# Arbeitsanweisung
Führe den Text über Frankreichs Nationalmannschaft vor der EM weiter, im Anschluss an seinen letzten Satz.

# Ausgangstext
== == ==

Doch dann passierten in der Vorbereitung zur EM die Fauxpas, die gefürchteten Fehltritte, die nicht nur am Image kratzen, sondern auch die Zuversicht erschüttern. Gegen Deutschland setzte es bei Testspielen zwei Niederlagen, und das, obwohl der Nachbar zu dieser Zeit schwere Turbulenzen zu durchlaufen hatte. Unter Interimstrainer Rudolf Völler bezwangen die Deutschen im September 2023 die Franzosen in Dortmund 2:1, ein halbes Jahr später unter Neo-Teamchef Julian Nagelsmann 2:0 in Lyon.
Fixstarter Griezmann
Die Niederlagen demontierten den Nimbus der Unbesiegbarkeit. Dabei waren Negativschlagzeilen in den vergangenen Jahren seltener geworden. „Wir haben zwei sehr unglückliche Umfaller gesehen“, sagt Syanie Dalmat, Fußballredakteurin der Tageszeitung L’Equipe. „Offensichtlich hat die Mannschaft das Fehlen von Antoine Griezmann unterschätzt, der nicht nur als Bindeglied zwischen Mittelfeld und Angriff das Spiel macht, sondern auch als Metronom unverzichtbar ist.“ Tatsächlich beendete Griezmanns kurze Verletzungspause im Frühjahr eine Serie von 84 kontinuierlichen Einsätzen seit Juni 2017 im Nationaltrikot.
Das Langzeitgedächtnis fördert darüber hinaus zutage, dass Frankreich im Vorfeld großer internationaler Turniere immer wieder Enttäuschungen erleben muss. Kurz vor der WM in Russland 2018 gewann Kolumbien im Stade de France ein Freundschaftsspiel 3:2. Drei Jahre später reichten die Leistungen gegen Bosnien-Herzegowina und die Ukraine in der WM-Qualifikation für 2022 gerade einmal für zwei 1:1-Unentschieden auf heimischem Boden.

== == ==

Zeilen eines Datensatzes
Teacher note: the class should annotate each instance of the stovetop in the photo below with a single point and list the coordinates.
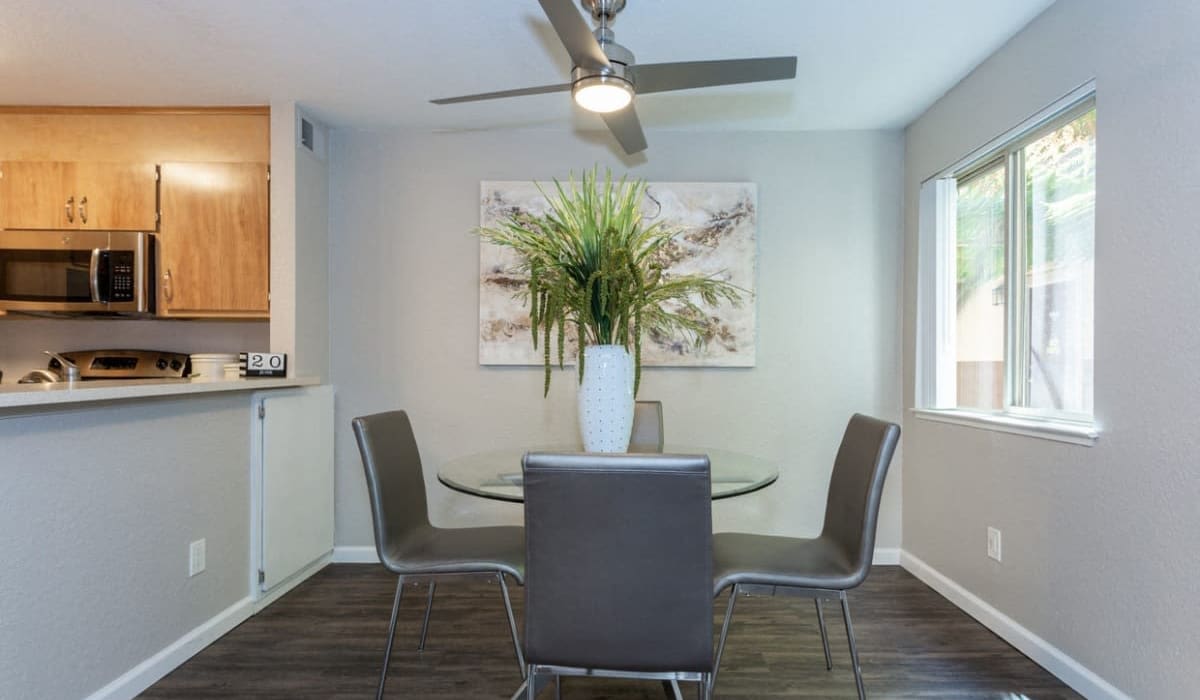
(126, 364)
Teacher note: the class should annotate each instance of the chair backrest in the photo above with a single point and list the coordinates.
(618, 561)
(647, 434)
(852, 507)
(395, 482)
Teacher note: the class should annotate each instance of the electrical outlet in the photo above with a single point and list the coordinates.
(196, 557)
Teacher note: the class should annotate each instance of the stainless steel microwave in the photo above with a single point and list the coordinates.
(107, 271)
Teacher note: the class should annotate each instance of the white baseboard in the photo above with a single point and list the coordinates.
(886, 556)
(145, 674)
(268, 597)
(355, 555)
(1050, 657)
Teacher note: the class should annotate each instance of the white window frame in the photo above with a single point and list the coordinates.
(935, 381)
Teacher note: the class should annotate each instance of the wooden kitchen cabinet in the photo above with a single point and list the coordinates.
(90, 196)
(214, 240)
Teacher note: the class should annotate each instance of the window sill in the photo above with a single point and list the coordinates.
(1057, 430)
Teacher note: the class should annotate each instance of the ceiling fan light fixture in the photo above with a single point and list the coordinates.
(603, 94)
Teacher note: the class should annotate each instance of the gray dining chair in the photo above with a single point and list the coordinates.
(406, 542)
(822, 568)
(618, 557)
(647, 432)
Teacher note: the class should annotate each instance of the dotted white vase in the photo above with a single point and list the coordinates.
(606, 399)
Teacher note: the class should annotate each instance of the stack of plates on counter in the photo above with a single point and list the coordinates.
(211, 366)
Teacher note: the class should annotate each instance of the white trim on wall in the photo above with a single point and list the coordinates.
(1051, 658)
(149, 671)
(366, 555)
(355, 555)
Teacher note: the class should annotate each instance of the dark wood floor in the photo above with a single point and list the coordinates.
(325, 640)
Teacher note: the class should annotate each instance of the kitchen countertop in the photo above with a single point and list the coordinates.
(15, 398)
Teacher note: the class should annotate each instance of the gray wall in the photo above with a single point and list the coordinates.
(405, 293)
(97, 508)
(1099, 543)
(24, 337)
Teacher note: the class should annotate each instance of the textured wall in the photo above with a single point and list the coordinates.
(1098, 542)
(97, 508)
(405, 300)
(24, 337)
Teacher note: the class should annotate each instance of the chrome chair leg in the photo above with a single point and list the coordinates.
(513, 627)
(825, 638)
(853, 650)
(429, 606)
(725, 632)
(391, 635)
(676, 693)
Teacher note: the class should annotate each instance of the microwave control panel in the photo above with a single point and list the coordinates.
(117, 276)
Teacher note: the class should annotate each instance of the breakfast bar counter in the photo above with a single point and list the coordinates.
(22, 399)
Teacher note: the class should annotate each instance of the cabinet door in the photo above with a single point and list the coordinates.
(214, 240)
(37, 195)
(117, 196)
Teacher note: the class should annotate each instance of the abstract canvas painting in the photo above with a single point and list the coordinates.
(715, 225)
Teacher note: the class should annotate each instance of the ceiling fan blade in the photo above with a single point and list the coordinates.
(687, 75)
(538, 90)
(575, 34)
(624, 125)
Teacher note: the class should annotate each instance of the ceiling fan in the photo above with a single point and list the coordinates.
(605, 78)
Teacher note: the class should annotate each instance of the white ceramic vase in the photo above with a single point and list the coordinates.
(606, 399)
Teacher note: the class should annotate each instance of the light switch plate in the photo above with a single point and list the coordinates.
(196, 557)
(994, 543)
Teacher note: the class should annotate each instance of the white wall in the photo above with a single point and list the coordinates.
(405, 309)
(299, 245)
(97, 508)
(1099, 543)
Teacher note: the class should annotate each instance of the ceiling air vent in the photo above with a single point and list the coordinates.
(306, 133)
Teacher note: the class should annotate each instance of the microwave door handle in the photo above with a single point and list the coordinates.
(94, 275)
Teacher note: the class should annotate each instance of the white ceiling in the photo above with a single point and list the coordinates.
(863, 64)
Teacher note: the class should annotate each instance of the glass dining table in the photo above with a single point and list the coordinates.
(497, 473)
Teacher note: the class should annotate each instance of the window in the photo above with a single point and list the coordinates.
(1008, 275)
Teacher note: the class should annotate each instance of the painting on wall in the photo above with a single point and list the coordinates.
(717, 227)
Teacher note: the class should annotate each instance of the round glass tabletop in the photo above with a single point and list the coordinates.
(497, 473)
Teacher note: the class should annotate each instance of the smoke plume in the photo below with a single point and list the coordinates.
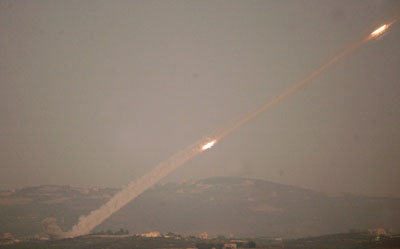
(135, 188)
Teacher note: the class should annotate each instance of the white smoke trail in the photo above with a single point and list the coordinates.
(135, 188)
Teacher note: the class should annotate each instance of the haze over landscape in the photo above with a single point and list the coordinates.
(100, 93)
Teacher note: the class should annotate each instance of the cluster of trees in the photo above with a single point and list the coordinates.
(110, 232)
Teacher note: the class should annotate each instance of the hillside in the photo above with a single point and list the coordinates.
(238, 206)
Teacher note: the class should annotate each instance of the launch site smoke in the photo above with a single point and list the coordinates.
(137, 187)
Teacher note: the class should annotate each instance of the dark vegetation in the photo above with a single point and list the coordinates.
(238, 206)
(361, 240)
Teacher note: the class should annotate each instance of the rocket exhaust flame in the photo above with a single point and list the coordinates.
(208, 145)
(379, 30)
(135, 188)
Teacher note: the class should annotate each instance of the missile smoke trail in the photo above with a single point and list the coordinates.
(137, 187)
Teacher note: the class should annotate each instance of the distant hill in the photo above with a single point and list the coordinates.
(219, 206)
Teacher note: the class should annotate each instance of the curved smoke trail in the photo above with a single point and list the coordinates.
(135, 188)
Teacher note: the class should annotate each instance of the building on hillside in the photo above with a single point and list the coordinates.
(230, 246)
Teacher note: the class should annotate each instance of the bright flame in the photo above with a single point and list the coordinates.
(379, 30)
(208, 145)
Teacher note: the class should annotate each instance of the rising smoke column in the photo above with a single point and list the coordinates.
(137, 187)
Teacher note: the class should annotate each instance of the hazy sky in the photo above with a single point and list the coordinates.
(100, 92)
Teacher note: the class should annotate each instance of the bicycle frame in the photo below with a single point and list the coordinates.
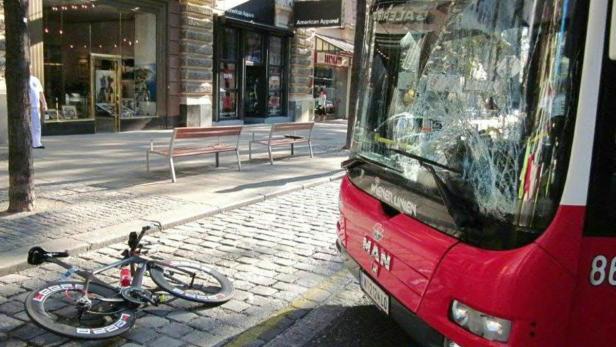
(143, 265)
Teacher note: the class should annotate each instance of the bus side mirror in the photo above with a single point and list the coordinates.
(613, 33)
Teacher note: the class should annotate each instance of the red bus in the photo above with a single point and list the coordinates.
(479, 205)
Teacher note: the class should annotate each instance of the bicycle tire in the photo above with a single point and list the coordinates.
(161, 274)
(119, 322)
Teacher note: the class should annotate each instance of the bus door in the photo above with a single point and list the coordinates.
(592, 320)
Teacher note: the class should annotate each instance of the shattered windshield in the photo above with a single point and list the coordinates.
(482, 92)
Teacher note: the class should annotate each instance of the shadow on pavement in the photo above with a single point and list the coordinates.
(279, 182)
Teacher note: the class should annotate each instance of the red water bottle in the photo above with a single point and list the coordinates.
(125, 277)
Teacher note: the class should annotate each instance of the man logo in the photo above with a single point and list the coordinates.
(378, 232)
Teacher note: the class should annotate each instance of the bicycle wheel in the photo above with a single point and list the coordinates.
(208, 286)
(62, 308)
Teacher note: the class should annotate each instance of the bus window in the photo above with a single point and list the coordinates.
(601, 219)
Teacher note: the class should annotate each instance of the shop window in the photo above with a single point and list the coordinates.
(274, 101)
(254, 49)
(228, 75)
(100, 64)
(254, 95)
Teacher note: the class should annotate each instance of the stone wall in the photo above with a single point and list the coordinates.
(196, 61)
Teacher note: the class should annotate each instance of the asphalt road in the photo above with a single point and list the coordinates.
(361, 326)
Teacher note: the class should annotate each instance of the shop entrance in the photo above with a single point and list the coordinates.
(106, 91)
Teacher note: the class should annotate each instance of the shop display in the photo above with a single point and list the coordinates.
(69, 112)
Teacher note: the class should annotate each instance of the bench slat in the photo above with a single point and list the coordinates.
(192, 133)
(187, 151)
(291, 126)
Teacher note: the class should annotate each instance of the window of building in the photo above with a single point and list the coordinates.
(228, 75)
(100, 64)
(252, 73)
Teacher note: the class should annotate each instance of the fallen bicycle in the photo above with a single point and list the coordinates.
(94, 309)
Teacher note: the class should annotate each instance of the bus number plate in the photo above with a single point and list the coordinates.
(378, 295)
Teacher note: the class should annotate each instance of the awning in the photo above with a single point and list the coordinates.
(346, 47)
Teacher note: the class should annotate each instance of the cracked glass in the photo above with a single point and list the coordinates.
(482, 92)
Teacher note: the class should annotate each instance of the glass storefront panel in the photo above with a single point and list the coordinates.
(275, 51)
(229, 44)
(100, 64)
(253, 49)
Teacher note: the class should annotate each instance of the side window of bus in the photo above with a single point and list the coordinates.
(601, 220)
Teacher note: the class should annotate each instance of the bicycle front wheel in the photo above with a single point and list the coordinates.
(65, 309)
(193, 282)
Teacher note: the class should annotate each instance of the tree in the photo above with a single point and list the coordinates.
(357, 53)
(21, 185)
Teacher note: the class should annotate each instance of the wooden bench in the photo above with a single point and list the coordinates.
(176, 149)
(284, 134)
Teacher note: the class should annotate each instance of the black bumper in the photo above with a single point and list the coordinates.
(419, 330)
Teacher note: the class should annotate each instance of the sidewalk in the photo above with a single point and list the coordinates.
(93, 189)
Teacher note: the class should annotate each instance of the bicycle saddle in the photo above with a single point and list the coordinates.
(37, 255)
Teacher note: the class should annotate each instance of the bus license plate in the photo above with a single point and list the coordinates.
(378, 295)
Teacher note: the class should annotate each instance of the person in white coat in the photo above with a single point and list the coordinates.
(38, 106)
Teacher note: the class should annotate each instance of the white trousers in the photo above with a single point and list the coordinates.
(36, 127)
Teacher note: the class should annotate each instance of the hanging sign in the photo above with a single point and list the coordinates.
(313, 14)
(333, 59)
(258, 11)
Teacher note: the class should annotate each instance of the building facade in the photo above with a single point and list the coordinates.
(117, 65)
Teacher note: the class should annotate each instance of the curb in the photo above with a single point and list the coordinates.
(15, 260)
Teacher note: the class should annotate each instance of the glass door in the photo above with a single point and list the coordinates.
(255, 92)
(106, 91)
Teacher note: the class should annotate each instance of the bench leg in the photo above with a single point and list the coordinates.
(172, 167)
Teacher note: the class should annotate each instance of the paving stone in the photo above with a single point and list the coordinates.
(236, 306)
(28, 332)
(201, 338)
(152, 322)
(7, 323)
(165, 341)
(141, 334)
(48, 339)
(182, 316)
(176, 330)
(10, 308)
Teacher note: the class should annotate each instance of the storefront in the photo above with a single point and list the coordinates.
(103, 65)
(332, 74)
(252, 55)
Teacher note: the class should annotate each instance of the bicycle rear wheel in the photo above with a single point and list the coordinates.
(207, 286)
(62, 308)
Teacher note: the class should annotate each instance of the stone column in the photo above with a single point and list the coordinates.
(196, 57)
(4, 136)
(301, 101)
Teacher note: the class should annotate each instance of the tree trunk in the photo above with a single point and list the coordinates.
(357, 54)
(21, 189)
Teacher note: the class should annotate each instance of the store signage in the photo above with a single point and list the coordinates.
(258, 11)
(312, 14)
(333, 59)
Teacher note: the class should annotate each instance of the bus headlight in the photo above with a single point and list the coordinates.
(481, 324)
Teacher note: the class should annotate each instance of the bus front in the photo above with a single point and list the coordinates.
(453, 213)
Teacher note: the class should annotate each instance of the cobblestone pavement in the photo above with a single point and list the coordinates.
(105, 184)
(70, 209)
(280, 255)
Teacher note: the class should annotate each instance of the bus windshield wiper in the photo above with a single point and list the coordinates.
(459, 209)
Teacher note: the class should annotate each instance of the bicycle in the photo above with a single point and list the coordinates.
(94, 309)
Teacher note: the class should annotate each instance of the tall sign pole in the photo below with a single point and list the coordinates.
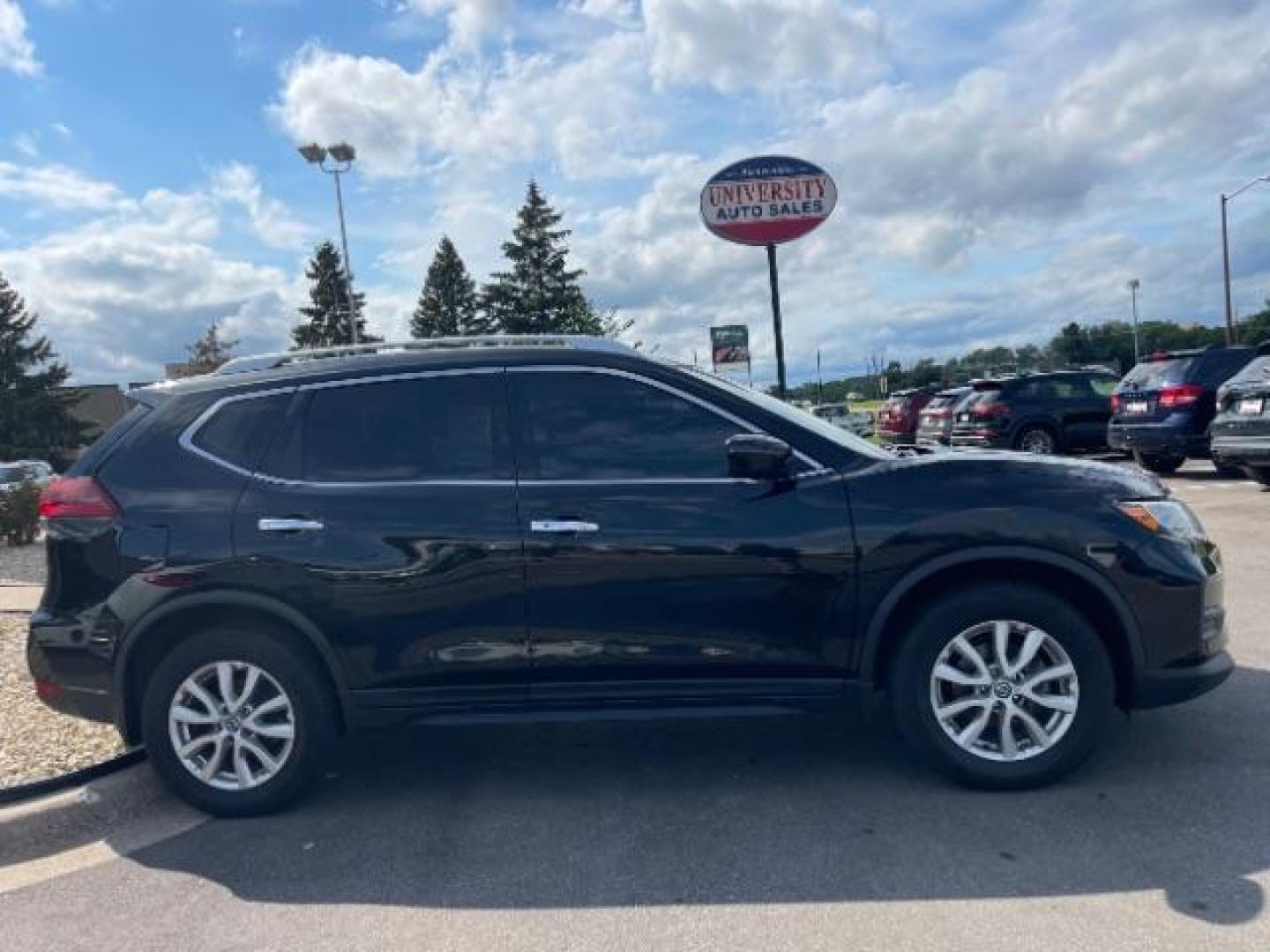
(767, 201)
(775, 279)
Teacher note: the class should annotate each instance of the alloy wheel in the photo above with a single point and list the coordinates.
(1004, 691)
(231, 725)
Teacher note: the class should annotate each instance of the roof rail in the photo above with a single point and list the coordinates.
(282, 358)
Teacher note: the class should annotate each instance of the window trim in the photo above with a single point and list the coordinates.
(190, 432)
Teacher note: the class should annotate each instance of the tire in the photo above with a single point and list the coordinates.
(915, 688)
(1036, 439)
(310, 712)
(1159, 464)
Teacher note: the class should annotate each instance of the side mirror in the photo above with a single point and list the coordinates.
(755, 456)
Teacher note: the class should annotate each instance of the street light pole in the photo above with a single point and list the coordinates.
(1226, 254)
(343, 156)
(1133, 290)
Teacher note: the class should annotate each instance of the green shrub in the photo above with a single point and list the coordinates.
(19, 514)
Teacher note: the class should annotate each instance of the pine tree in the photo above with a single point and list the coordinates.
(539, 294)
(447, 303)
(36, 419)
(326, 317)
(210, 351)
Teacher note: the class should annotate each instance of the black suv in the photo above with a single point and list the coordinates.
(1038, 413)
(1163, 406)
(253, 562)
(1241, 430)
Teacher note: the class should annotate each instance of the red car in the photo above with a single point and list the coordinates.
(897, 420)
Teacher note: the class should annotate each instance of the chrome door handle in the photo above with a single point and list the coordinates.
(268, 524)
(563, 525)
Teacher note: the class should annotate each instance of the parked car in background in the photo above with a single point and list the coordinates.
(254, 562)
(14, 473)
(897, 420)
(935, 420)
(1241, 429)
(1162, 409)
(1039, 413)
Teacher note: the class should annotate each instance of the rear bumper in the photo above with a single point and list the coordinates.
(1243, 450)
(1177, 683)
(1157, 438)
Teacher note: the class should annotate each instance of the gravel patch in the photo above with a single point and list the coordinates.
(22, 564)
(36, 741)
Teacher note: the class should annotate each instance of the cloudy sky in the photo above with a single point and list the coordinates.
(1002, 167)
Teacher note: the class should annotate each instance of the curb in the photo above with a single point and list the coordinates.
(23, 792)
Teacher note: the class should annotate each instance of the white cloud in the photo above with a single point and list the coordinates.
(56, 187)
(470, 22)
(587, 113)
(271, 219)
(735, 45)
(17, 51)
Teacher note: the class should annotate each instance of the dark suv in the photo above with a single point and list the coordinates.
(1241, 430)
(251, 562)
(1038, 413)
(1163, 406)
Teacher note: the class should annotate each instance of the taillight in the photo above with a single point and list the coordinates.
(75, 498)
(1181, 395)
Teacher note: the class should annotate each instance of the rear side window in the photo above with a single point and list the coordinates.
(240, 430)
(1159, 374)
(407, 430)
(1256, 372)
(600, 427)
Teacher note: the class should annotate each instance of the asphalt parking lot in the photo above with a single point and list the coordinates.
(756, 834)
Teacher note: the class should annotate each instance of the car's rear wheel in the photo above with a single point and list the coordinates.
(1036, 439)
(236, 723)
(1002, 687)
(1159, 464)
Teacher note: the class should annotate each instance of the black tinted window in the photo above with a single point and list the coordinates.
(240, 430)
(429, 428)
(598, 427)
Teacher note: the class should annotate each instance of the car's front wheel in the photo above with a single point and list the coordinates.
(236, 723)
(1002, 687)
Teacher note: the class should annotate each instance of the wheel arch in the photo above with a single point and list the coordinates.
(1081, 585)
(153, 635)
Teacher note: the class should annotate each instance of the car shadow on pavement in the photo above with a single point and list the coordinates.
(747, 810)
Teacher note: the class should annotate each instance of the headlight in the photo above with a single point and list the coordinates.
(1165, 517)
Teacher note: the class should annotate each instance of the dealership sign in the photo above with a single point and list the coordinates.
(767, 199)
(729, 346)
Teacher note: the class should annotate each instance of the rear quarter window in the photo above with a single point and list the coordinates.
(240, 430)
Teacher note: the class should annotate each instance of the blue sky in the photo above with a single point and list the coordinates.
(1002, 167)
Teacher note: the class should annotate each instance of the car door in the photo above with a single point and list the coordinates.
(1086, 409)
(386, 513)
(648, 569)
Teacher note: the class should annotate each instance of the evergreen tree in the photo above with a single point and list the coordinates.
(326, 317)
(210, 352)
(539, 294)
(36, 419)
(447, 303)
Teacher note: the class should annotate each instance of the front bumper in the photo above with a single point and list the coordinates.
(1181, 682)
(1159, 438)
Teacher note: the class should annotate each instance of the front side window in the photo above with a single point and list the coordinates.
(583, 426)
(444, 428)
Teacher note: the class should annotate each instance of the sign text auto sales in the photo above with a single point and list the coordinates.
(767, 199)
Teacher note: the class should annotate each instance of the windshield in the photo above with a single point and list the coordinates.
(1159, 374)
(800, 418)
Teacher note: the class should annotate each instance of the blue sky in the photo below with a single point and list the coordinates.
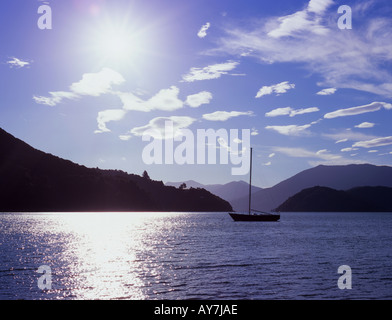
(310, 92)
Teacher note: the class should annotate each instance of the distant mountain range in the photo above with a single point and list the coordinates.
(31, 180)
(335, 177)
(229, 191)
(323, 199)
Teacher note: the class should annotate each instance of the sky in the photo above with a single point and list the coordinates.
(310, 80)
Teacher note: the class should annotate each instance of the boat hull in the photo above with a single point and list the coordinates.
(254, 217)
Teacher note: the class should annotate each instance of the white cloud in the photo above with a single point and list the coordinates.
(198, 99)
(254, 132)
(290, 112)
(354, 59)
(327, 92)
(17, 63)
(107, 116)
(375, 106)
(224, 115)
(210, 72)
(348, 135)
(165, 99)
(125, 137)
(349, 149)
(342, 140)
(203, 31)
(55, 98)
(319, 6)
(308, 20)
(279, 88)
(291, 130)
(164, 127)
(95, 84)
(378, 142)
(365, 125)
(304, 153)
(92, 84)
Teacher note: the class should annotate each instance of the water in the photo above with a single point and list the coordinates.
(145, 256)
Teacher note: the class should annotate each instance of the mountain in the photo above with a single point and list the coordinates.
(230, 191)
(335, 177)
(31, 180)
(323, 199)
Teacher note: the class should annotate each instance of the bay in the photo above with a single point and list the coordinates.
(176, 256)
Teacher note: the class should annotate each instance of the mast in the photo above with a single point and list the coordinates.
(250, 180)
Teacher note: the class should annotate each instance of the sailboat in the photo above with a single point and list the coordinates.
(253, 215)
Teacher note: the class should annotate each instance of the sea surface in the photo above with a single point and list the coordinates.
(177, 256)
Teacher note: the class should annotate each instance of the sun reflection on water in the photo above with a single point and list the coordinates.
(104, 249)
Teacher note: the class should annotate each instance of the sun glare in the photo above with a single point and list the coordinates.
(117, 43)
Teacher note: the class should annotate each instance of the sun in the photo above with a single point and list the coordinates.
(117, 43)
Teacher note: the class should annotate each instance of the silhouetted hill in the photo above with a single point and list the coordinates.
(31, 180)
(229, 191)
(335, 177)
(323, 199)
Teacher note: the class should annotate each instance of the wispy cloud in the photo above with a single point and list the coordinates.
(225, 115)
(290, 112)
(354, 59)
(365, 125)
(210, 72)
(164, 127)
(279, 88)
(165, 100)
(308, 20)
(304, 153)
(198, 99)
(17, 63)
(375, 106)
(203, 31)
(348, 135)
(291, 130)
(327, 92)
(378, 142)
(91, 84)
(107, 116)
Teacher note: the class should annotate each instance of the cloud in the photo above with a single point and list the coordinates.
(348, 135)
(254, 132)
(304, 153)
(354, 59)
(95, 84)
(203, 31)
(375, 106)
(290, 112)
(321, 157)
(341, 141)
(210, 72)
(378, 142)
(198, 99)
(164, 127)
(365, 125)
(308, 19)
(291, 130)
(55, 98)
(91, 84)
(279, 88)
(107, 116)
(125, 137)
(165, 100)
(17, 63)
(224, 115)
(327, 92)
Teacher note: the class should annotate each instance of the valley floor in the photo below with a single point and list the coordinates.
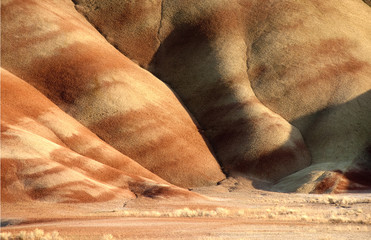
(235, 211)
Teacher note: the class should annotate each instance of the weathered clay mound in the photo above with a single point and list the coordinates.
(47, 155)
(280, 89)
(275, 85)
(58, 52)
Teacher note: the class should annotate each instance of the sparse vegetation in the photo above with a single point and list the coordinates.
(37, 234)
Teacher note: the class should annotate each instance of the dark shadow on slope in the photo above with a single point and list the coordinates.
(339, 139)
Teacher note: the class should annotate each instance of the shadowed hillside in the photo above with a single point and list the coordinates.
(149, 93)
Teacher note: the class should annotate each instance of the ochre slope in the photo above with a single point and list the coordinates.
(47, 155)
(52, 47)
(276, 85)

== == ==

# Ergebnis
Dennoch bleibt die Hoffnung ungetrübt. Sie stützt sich auf Didier Deschamps, der die Nationalmannschaft seit 2012 trainiert und seither in Pflichtspielen 97 Siege, 27 Unentschieden und 26 Niederlagen verzeichnen darf. Angesichts dieser Bilanz, das bestätigt auch Dalmat, keimen kaum Zweifel auf. „Bei den letzten vier großen Turnieren hat Deschamps dreimal das Finale erreicht, dazu kommt noch der Sieg in der Nations League 2021.“
Kein Konservativer
Zudem ist im Team endlich die ersehnte Ruhe eingekehrt. Hatte Karim Benzema als umstrittener Rückkehrer den Kader bei der EM 2021 aus dem Gleichgewicht gebracht, so konnte nach dessen endgültigem Ausscheiden eine weitgehend konfliktfreie Ordnung wiederhergestellt werden. Diese war im März 2023 erstmals auf die Probe gestellt, als Deschamps dem 24-jährigen Mbappe die Kapitänsschleife übertrug und der deutlich erfahrenere Griezmann den Kürzeren zog. Doch beide machten der besorgten Öffentlichkeit klar, dass sie sich auf das Zusammenspiel der Taktgeber verlassen dürfe.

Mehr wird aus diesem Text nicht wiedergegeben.